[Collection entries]
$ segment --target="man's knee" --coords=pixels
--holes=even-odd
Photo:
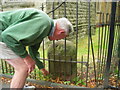
[[[27,65],[21,65],[21,66],[15,68],[15,70],[18,72],[28,72],[29,68]]]
[[[27,64],[25,64],[22,58],[7,60],[7,62],[10,63],[14,67],[15,71],[18,72],[27,72],[29,69]]]

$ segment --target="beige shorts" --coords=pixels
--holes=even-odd
[[[7,45],[0,42],[0,59],[15,59],[19,58]]]

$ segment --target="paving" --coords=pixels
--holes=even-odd
[[[0,82],[0,90],[1,90],[1,89],[4,89],[4,88],[9,88],[9,87],[10,87],[9,84]]]

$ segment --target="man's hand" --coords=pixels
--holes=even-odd
[[[28,73],[32,72],[35,68],[35,61],[28,55],[24,58],[24,62],[27,64],[29,70]]]
[[[42,71],[42,74],[45,76],[49,74],[49,72],[45,68],[40,69],[40,70]]]

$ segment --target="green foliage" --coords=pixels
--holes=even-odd
[[[115,74],[118,74],[118,68],[116,68],[116,69],[114,70],[114,73],[115,73]]]
[[[36,77],[37,80],[45,80],[45,81],[49,81],[52,77],[51,74],[44,76],[42,72],[37,68],[34,69],[34,71],[31,73],[31,76]]]
[[[6,73],[6,75],[14,75],[14,73]]]
[[[71,82],[70,81],[65,81],[64,84],[69,85]]]
[[[79,85],[79,84],[86,85],[84,80],[79,80],[78,82],[76,82],[76,85]]]
[[[77,77],[75,77],[72,81],[77,82],[77,81],[79,81],[79,80],[80,80],[80,77],[77,76]]]
[[[75,83],[75,85],[86,85],[85,81],[80,79],[80,76],[75,77],[72,81]]]
[[[46,81],[49,81],[50,79],[52,79],[52,75],[49,74],[49,75],[47,75],[47,76],[44,76],[44,78],[45,78]]]
[[[97,80],[103,80],[103,77],[97,77]]]

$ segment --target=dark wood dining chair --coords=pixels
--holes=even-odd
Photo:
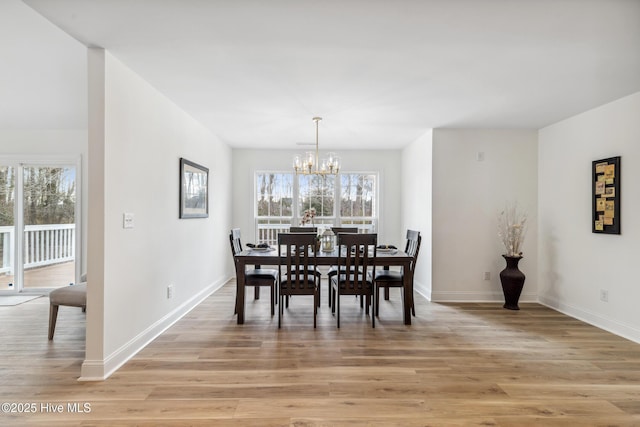
[[[380,288],[384,288],[384,299],[389,299],[389,288],[400,288],[404,290],[404,275],[409,274],[411,280],[411,312],[416,315],[416,307],[413,301],[413,274],[416,268],[416,261],[418,260],[418,253],[420,252],[420,243],[422,242],[422,236],[419,231],[407,230],[407,243],[404,251],[409,255],[412,260],[409,271],[397,271],[390,270],[389,267],[376,271],[375,275],[375,293],[376,293],[376,316],[380,314]],[[402,308],[404,313],[404,294],[402,294]]]
[[[356,234],[358,232],[358,227],[331,227],[331,231],[333,231],[333,234],[336,236],[336,239],[338,238],[338,234],[340,233],[352,233],[352,234]],[[338,274],[338,266],[337,265],[332,265],[329,267],[329,271],[327,272],[327,278],[329,281],[329,292],[328,293],[328,304],[329,307],[331,307],[331,301],[332,301],[332,296],[331,296],[331,278],[333,276],[335,276],[336,274]]]
[[[242,241],[240,237],[240,229],[234,228],[229,234],[229,243],[231,244],[231,255],[233,256],[233,264],[236,267],[236,278],[238,277],[238,263],[236,263],[236,254],[242,252]],[[261,268],[255,265],[254,268],[247,268],[244,272],[244,283],[236,283],[236,286],[242,288],[242,292],[246,286],[254,287],[254,298],[260,299],[260,287],[268,286],[271,289],[271,315],[275,314],[275,304],[277,300],[277,283],[278,270],[271,268]],[[238,313],[238,299],[235,302],[234,314]]]
[[[338,234],[339,273],[331,278],[331,311],[336,314],[340,327],[340,296],[356,295],[366,299],[365,313],[375,305],[373,277],[375,275],[377,234]],[[376,319],[371,309],[371,326],[376,327]]]
[[[280,254],[278,328],[282,326],[284,298],[293,295],[313,296],[313,327],[317,325],[320,301],[320,278],[316,275],[316,235],[312,233],[278,234]],[[288,307],[288,306],[287,306]]]
[[[313,233],[314,235],[318,235],[318,227],[289,227],[289,233]],[[316,241],[317,245],[317,241]],[[317,246],[316,246],[317,247]],[[314,270],[316,276],[318,276],[318,280],[322,280],[322,271]],[[318,292],[322,295],[321,288],[318,289]],[[289,307],[289,298],[287,298],[287,307]],[[318,300],[318,307],[320,306],[320,300]]]

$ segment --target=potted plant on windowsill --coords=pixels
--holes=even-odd
[[[517,203],[507,204],[498,215],[498,237],[506,252],[502,257],[507,266],[500,272],[500,283],[504,294],[504,308],[520,310],[518,300],[524,287],[525,275],[518,269],[522,259],[522,244],[527,233],[527,214]]]

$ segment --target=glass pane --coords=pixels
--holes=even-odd
[[[0,290],[14,289],[15,171],[0,166]]]
[[[75,168],[24,168],[24,288],[75,278]]]
[[[375,214],[376,177],[368,174],[340,175],[340,215],[371,217]]]
[[[304,215],[304,212],[310,209],[316,210],[316,218],[335,215],[334,176],[300,175],[298,184],[300,215]]]
[[[293,174],[256,174],[256,212],[259,217],[293,215]]]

* [HOW TO COMPLETE THIS TASK]:
Would you transcribe each of the entries exactly, skipping the pictures?

* [TASK RESULT]:
$ segment --target="man's knee" --coords=pixels
--holes=even-odd
Photo:
[[[27,65],[21,65],[21,66],[15,68],[15,70],[18,72],[28,72],[29,68]]]
[[[27,64],[25,64],[22,58],[7,60],[7,62],[10,63],[14,67],[15,71],[18,72],[27,72],[29,69]]]

$ segment --target="beige shorts" --coords=pixels
--holes=even-odd
[[[7,45],[0,42],[0,59],[15,59],[19,58]]]

$ segment --target="paving" --coords=pixels
--holes=even-odd
[[[0,82],[0,90],[1,90],[1,89],[4,89],[4,88],[9,88],[9,87],[10,87],[9,84]]]

$ segment --target="man's hand" --coords=pixels
--holes=even-odd
[[[28,73],[32,72],[35,68],[35,61],[28,55],[24,58],[24,62],[27,64],[29,70]]]
[[[42,71],[42,74],[45,76],[49,74],[49,72],[45,68],[40,69],[40,70]]]

$ segment --target="green foliage" --coords=pixels
--holes=even-odd
[[[115,74],[118,74],[118,68],[116,68],[116,69],[114,70],[114,73],[115,73]]]
[[[36,77],[37,80],[45,80],[45,81],[49,81],[52,77],[51,74],[44,76],[42,72],[37,68],[34,69],[34,71],[31,73],[31,76]]]
[[[6,73],[6,75],[14,75],[14,73]]]
[[[71,82],[70,81],[65,81],[64,84],[69,85]]]
[[[79,85],[79,84],[86,85],[84,80],[79,80],[78,82],[76,82],[76,85]]]
[[[77,77],[75,77],[72,81],[77,82],[77,81],[79,81],[79,80],[80,80],[80,77],[77,76]]]
[[[75,83],[75,85],[86,85],[85,81],[80,79],[80,76],[75,77],[72,81]]]
[[[46,81],[49,81],[50,79],[52,79],[52,75],[49,74],[49,75],[47,75],[47,76],[44,76],[44,78],[45,78]]]
[[[97,80],[103,80],[103,77],[97,77]]]

$ segment --target=dark wood dining chair --coords=pixels
--holes=even-odd
Photo:
[[[380,288],[384,288],[384,299],[389,299],[389,288],[400,288],[404,290],[404,275],[409,274],[411,280],[411,312],[416,315],[416,307],[413,301],[413,274],[416,268],[416,261],[418,260],[418,253],[420,252],[420,243],[422,242],[422,236],[419,231],[407,230],[407,243],[404,251],[409,255],[412,260],[409,271],[397,271],[390,270],[389,267],[376,271],[375,275],[375,293],[376,293],[376,316],[380,314]],[[402,308],[404,313],[404,294],[402,294]]]
[[[356,234],[358,232],[358,227],[331,227],[331,231],[333,231],[333,234],[336,236],[336,239],[338,238],[338,234],[340,233],[352,233],[352,234]],[[338,274],[338,266],[337,265],[332,265],[329,267],[329,271],[327,272],[327,278],[329,281],[329,292],[328,293],[328,304],[329,307],[331,307],[331,301],[332,301],[332,296],[331,296],[331,278],[333,276],[335,276],[336,274]]]
[[[242,241],[240,237],[240,229],[234,228],[229,234],[229,243],[231,244],[231,255],[233,256],[233,264],[236,267],[236,278],[238,277],[238,263],[236,263],[236,254],[242,252]],[[261,268],[255,265],[254,268],[247,268],[244,272],[244,283],[236,283],[236,286],[242,288],[242,292],[246,286],[254,287],[254,298],[260,299],[260,287],[268,286],[271,289],[271,315],[275,314],[275,304],[277,300],[277,283],[278,270],[271,268]],[[238,313],[238,299],[235,302],[234,314]]]
[[[338,234],[339,273],[331,278],[331,311],[336,314],[340,327],[340,296],[356,295],[366,299],[365,313],[375,305],[373,277],[375,275],[377,234]],[[376,319],[371,309],[371,326],[376,327]]]
[[[280,254],[278,328],[282,326],[284,298],[293,295],[313,296],[313,327],[317,325],[320,301],[320,278],[316,275],[316,235],[312,233],[278,234]],[[288,307],[288,306],[287,306]]]
[[[313,233],[314,235],[318,235],[318,227],[289,227],[289,233]],[[316,241],[317,245],[317,241]],[[317,246],[316,246],[317,247]],[[314,270],[316,276],[318,276],[318,280],[322,280],[322,271]],[[318,292],[322,295],[321,288],[318,289]],[[289,307],[289,298],[287,298],[287,307]],[[318,300],[318,307],[320,306],[320,300]]]

$ segment --target=potted plant on windowsill --coords=pixels
--holes=even-odd
[[[517,203],[507,204],[498,215],[498,237],[506,252],[502,257],[507,266],[500,272],[500,283],[504,294],[504,308],[520,310],[518,300],[524,287],[525,275],[518,269],[522,259],[522,244],[527,233],[527,214]]]

$ segment --target=glass pane --coords=pixels
--holes=even-odd
[[[0,290],[14,289],[15,171],[0,166]]]
[[[75,168],[24,168],[24,288],[75,278]]]
[[[375,214],[376,177],[368,174],[340,175],[340,215],[371,217]]]
[[[304,215],[304,212],[310,209],[316,210],[316,218],[335,215],[334,176],[300,175],[298,184],[300,215]]]
[[[293,174],[256,174],[256,212],[259,217],[293,215]]]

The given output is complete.